- [Task requirements]:
**A)** Answer these questions using the text on dental composite chemistry, one answer per line:
(i) What is the estimated shrinkage of a typical bis-GMA composite?
(ii) By how much do silorane monomer composites shrink on photopolymerization?
(iii) What volumetric shrinkage values are reported for the urethane dimethacrylate composites?
**B)** Continue the text on dental composite chemistry from its last sentence.

- [Source extract]:
The Chemistry of Conventional Posterior Composites
The chemistry of classic resin-based composite restorative materials is the bis-GMA monomer. This monomer resembles an epoxy resin except for the replacement of the epoxy groups by methacrylate groups. The shortcoming of this composite is the shrinkage that occurs during photopolymerization.14 In the typical composite, this shrinkage is estimated at about 3% to 4%.15 This may seem small, but it has been the cause of many headaches for dentists since the introduction of composites to restore posterior teeth. The shrinkage of composite restorative materials, especially in Class 1 cavity preparations, has been the cause of hot and cold discomfort and chewing sensitivity, and has resulted in numerous root canal treatments.16
The general shape of the bis-GMA resin molecules is linear in nature. The photopolymerization process causes these molecules to link up. The linking process causes a decrease in volume of the resulting polymerized resin.17 As the resin shrinks, it is pulled away from the prepared cavity walls and floor. This pulling away leaves a small amount of space that may trap pulpal fluids. Upon mastication or temperature change this fluid moves in the dentinal tubules, causing hydrodynamic pressure changes in the pulp chamber. This pressure change is thought to be the source of the discomfort or pain experienced by some patients after composite placement in posterior teeth.18 Bulk-filling composite in posterior teeth increases the amount of shrinkage and almost ensures posttreatment sensitivity.
The Chemistry of Low-Shrinkage Composites
New to the posterior resin-based composite systems is the silorane monomer category. Silorane chemistry does not contain the linear methacrylate molecules. The chemistry has combined the siloxanes and oxiranes into a new monomer that is very biocompatible and exhibits very low shrinkage. The photopolymerization process involves an opening of the ring structure of the molecules that significantly reduces the polymerization shrinkage noted with bis-GMA resins.19 The opening of the ring structure counteracts the loss in volume that would result from the expected shrinkage. The silorane monomer composites shrink less than 1% on photopolymerization.20
The silorane monomer composites require a specialized two-step self-etch primer and adhesive system. Wear and polishability are similar to the latest nanohybrids available today, because of the inclusion of various fillers and particles to enhance the polymerized composite.21
Also new to posterior resin-based composite systems are the urethane dimethacrylate monomers. The chemistry of these composites is compatible with conventional bonding systems. The stereochemistry of the urethane dimethacrylate molecule is that of a rigid long core which prevents monomer deformation and reduces polymerization shrinkage. Volumetric shrinkage values are reported at less than 1.5%.10
These composites are a clear break with the bis-GMA chemistry dentistry has so long relied on for direct-placement composite restorations. Other new resin-monomer chemistry is surely on the horizon. It remains to be seen how quickly these new chemistries will become the mainstream of dentistry, or if they will disappear as newer technologies develop.

- [Stored data]:

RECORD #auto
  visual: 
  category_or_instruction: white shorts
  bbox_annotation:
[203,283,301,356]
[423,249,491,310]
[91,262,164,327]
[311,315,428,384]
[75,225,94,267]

- [Answers in order]:
**A)**
(i) About 3% to 4%.
(ii) Less than 1%.
(iii) Less than 1.5%.

**B)**
Posterior Composite Restorations are Technique-Sensitive
Contemporary resin-based composites have addressed the many problems they have experienced since their introduction. Fillers have made them stronger, more resistant to wear, and increased their polishability. Fillers have also reduced the stress induced during photopolymerization.22 Although shrinkage on photopolymerization has been decreased, it still remains a significant problem with Class 1 restorations on posterior teeth23 (Figure 1).
An important part of sensitivity in posterior teeth restored with direct composite restorations is the configuration factor, also known as the C-factor, of the cavity preparation. Simply described, a Class 1 posterior restoration has a C-factor of 5.
The cavity preparation has mesial, distal, facial, and lingual walls along with a cavity floor, for five surfaces in contact with the restoration. Upon curing, the shrinkage of the composite pulls on all five walls of the cavity preparation. This shrinkage produces microspaces under and around the restoration allowing micromovement of the restoration and the pulpal fluids. The micromovement is the cause of the discomfort described by many patients after Class 1 composite placement.24 Teeth with a lower c-factor, such as a Class 2 preparation with a c-factor of 3, allow the composite to “flow” on shrinkage and reduce the stress on the restoration and the surrounding tooth structure.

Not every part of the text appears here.